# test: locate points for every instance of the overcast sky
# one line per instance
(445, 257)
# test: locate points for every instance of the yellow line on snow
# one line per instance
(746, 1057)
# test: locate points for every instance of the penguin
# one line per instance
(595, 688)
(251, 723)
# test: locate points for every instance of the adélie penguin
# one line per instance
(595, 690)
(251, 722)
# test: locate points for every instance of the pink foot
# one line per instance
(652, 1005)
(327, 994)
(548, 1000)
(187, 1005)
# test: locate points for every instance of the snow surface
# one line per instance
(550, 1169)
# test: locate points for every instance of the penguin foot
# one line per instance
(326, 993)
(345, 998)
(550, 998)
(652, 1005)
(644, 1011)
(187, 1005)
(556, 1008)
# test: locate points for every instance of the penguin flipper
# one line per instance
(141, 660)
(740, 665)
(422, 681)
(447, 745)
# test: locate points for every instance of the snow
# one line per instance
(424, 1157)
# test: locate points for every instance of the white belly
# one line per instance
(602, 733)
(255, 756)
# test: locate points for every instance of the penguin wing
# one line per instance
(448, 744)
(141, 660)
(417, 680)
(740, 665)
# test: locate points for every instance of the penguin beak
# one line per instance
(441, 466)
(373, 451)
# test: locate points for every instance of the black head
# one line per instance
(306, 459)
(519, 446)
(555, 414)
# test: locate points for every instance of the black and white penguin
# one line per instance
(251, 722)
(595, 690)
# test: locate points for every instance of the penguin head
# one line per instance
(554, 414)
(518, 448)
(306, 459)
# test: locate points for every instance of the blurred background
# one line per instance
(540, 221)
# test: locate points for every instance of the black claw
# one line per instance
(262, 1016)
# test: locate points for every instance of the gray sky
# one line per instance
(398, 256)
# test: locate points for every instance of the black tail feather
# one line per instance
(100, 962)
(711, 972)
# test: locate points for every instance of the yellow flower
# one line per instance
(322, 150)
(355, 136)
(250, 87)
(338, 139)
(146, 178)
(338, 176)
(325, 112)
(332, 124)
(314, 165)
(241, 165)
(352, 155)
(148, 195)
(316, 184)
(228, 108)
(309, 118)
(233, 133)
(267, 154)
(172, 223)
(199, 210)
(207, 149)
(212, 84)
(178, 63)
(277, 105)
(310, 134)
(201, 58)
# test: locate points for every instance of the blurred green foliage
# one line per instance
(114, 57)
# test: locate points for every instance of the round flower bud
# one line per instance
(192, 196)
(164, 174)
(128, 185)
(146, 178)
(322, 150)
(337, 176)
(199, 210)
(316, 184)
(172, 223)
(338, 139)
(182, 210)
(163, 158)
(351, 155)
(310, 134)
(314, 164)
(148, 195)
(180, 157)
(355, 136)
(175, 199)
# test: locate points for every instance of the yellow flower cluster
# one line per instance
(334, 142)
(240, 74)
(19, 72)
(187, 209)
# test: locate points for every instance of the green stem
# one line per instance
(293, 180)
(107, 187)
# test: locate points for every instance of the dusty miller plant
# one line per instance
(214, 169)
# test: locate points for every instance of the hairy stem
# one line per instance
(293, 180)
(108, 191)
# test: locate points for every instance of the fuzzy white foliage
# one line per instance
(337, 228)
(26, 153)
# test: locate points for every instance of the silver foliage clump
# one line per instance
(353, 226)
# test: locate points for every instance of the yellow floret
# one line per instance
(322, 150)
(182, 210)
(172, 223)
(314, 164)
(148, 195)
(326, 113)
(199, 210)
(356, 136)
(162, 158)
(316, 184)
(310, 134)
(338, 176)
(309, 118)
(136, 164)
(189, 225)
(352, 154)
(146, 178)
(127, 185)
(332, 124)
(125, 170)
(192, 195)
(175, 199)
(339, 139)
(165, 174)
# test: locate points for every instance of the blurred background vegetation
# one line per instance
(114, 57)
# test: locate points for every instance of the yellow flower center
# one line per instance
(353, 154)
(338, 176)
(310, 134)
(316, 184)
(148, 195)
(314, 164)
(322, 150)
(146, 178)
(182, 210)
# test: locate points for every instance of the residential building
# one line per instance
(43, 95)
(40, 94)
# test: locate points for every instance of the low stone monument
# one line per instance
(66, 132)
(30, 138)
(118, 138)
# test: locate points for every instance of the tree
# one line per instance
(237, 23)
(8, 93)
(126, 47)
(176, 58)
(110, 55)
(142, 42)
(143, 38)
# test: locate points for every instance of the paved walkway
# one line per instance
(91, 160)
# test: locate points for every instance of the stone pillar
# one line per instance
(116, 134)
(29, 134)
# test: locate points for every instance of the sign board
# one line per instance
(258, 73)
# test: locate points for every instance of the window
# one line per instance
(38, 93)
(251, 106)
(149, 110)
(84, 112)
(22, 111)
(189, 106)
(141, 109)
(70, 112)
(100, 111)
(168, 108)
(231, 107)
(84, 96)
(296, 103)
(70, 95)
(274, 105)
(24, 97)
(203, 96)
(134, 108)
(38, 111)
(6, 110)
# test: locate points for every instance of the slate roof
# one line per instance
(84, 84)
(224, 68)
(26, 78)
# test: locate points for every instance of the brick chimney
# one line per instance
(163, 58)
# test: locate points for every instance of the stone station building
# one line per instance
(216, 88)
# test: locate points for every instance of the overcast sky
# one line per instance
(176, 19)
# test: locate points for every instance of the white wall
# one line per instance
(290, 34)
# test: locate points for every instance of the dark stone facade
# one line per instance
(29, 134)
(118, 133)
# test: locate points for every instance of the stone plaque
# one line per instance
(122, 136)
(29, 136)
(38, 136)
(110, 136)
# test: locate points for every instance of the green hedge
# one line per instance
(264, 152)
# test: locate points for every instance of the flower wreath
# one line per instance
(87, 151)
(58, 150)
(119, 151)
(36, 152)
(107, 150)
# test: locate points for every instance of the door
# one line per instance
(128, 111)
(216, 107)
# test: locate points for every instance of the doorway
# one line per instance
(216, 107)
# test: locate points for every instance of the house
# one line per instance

### [REQUIREMENTS]
Please reproduce every line in the stretch from the line containing "# test: locate points for every instance of the flower" through the end of the data, requests included, and scale each point coordinate by 0.3, rounding to whole numbers with halves going up.

### [WRITTEN RESPONSE]
# test: locate points for every instance of the flower wreath
# one line per instance
(26, 45)
(17, 45)
(36, 45)
(11, 46)
(32, 45)
# test: locate points for every instance of the door
# one line per instance
(38, 33)
(65, 32)
# test: locate points for every instance of the doorway
# one line per instance
(65, 32)
# test: locate points for every instance of the house
# one line per instance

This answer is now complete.